— Текст для чтения —
А. Л.: Мы поговорили о дистанцировании от официоза. А правомерно ли дистанцироваться от сегодняшнего времени? Должны ли мы ежедневно думать о том, что происходит последние полтора года? Испытывать чувство вины и ответственности в связи с этим?
Л. Р.: Не люблю слово «должны». Пусть каждый решает за себя и для себя. Я — должен. И, когда я говорил о дистанцировании от официоза, я совершенно не имел в виду, что мы не замечали происходящего вокруг. На моей памяти первый серьёзный раскол в интеллигенции был в августе 1968-го года, когда советские танки вошли в Прагу. Конечно, нельзя было не замечать таких вещей, и мы скрипели зубами от невозможности что-то сделать. И Афган мы очень серьёзно переживали.
Дистанция, про которую я говорю, — это не дистанция от жизни, это дистанция от начальства.

— Предоставленный материал —
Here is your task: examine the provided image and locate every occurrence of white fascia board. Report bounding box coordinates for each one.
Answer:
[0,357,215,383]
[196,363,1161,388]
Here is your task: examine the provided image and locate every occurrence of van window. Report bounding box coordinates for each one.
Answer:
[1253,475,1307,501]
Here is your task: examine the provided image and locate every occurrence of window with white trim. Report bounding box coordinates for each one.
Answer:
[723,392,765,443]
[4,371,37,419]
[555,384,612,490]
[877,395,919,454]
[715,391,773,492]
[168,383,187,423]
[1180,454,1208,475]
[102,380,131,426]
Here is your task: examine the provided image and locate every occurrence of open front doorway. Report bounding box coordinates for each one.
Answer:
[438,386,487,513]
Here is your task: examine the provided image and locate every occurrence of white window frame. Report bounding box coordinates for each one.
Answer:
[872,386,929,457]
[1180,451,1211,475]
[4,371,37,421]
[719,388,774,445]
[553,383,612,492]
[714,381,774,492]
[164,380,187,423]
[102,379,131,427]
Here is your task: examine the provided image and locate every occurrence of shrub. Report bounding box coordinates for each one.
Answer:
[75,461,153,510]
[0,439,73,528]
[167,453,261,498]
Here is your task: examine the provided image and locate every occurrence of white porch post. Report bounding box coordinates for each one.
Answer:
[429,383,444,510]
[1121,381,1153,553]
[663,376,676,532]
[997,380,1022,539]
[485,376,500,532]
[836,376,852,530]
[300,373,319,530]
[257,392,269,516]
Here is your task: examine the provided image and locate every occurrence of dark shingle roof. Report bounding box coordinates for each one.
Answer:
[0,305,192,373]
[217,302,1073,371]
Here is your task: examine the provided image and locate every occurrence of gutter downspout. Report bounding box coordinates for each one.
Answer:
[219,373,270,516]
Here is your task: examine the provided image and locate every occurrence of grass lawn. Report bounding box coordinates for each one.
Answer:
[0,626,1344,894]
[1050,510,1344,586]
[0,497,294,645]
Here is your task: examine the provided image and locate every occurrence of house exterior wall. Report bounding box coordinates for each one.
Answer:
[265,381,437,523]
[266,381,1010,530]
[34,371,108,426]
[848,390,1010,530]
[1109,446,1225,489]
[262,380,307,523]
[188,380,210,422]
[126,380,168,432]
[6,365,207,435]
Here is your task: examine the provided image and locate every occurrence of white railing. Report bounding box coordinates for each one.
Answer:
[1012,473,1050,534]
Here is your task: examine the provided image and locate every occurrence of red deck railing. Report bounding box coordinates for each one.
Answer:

— Цель задания 1 —
Определите, согласуются ли с отрывком интервью утверждения (а), (б) и (в). Для каждого ответьте «да» или «нет» и приведите решающие слова из отрывка в точности. (а) Л. Р. говорит, что любит слово «должны». (б) По памяти Л. Р., первый серьёзный раскол в интеллигенции произошёл в августе 1968 года. (в) Дистанция, о которой говорит Л. Р., — это дистанция от жизни.
— Цель задания 2 —
Продолжите отрывок интервью о дистанцировании от официоза, начиная сразу после его последней фразы.

— Письменный ответ 1 —
(а) Нет: «Не люблю слово «должны».»
(б) Да: «На моей памяти первый серьёзный раскол в интеллигенции был в августе 1968-го года, когда советские танки вошли в Прагу.»
(в) Нет: «Дистанция, про которую я говорю, — это не дистанция от жизни, это дистанция от начальства.»

— Письменный ответ 2 —
Б. К.: В одном из эссе книги «Время политики» Вы говорили о роли юмора и иронии среди сегодняшнего абсурда. Этого вообще много в Вашей эссеистике. Переосмыслилась ли как-то их роль в нашей жизни за последние полтора года?
Л. Р.: Ирония — это не значит зубоскальство или то, что в моей юности называлось «смехуёчками». Ирония — это серьёзная вещь: это дистанция, это то, что постструктуралисты назвали «деконструкция». Это важный механизм понимания, а не «нам всё пофигу, лишь бы поржать».
Г. Б.: Мне кажется, их роль только усилилась. И мне кажется, что сегодня обществу в целом не хватает злого юмора, сарказма.
Л. Р.: Обществу в целом не до него — оно сегодня подавленное, оцепенелое. Потому что от такого потока зловещих новостей, которые на нас обрушились, трудно не то что смеяться — трудно помнить, как тебя зовут. Но надо! А что делать.
А. Л.: Как Вы относитесь к мнению, что эмиграция сегодня — единственный выход?
Л. Р.: Не бывает единственного выхода. Для кого-то он такой. То, что я здесь, — это ведь тоже решение, а не вынужденность.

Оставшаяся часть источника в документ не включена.